STORED DATA =
· · ·

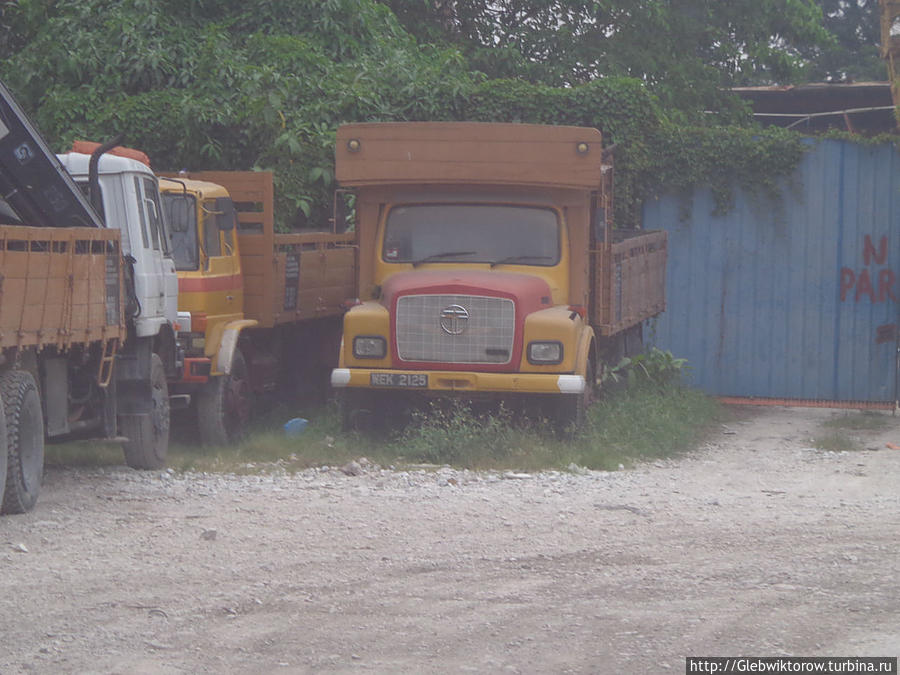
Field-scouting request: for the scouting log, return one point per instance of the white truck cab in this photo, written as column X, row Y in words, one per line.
column 130, row 194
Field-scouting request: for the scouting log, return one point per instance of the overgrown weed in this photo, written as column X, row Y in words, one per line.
column 639, row 422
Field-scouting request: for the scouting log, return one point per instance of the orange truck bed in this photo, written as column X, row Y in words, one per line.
column 287, row 277
column 59, row 286
column 629, row 279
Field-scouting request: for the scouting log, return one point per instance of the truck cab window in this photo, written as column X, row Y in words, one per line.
column 211, row 243
column 180, row 212
column 476, row 233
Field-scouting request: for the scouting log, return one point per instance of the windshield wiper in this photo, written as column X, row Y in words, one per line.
column 438, row 256
column 517, row 258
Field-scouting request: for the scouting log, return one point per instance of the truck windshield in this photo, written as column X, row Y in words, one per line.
column 181, row 215
column 483, row 233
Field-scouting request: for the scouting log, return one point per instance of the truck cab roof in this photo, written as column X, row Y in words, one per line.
column 77, row 164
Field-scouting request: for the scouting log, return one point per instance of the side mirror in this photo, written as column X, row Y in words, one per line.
column 225, row 214
column 344, row 211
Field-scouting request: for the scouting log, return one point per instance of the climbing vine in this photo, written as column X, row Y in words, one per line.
column 230, row 85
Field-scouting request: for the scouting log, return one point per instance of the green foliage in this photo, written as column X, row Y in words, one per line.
column 646, row 422
column 686, row 51
column 656, row 367
column 262, row 84
column 854, row 54
column 455, row 434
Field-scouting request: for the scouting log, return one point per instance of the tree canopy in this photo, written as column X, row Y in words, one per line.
column 223, row 84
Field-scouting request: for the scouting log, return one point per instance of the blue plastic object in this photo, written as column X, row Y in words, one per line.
column 295, row 426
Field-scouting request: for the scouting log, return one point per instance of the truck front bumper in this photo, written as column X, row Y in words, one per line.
column 457, row 381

· · ·

WHAT YOU ARE ASKED TO DO =
An exact copy of the data is required, with the pictures excluded.

RESULT OF THIS TASK =
Field-scouting request: for the scouting log, return one point per instance of the white truck cab in this photo, written as column X, row Y in words, one per line.
column 130, row 194
Field-scouting request: for the scouting log, return one point per instance of the overgrown weed in this photo, written as column X, row Y in words, one per line.
column 639, row 422
Field-scouting request: for the scouting log, return one point per instance of the orange truck bed in this photo, written as column X, row Y in words, one per line.
column 287, row 277
column 59, row 286
column 629, row 279
Field-scouting request: for the scouting log, return one point per instance of the truck cab window in this photo, written as column X, row Y in words, one per line.
column 211, row 243
column 180, row 212
column 476, row 233
Field-scouting request: for the scouting log, return one point per instance of the windshield wiper in this photo, written as column X, row Y in words, one per line.
column 438, row 256
column 517, row 258
Field-scouting request: for the scouting log, return one point per instance of the truck windshield in this photo, written as column X, row Y in words, one per line.
column 181, row 215
column 483, row 233
Field-scouting request: for the scouting log, return one point per instance of the truck cab roof in this photo, written as column X, row Y in words, one per line.
column 77, row 164
Field-scouting request: for the scouting log, return one point per instance of the side mirror in this photo, written as column X, row Y in words, one per line.
column 225, row 214
column 344, row 211
Field-scouting request: for the scouting log, return one point per instance of the climbing vine in this photo, written as column X, row Y in words, one per line.
column 230, row 85
Field-scouting request: for the scouting log, return one point per instance of the green foliage in this photo, written as column X, row Y in words, one per line.
column 646, row 422
column 686, row 51
column 656, row 367
column 262, row 84
column 854, row 54
column 455, row 434
Field-scouting request: for the scouting log, return one point per instance of the tree canopy in this photo, written as column X, row Y in words, one per line.
column 223, row 84
Field-scouting request: for the scouting log, return one point per instance of the blue plastic object in this photo, written as column X, row Y in words, one per line.
column 295, row 426
Field-scouting request: for the scouting log, return one point per instance of the truck front bumper in this photo, written as column X, row Y in words, one per line.
column 457, row 381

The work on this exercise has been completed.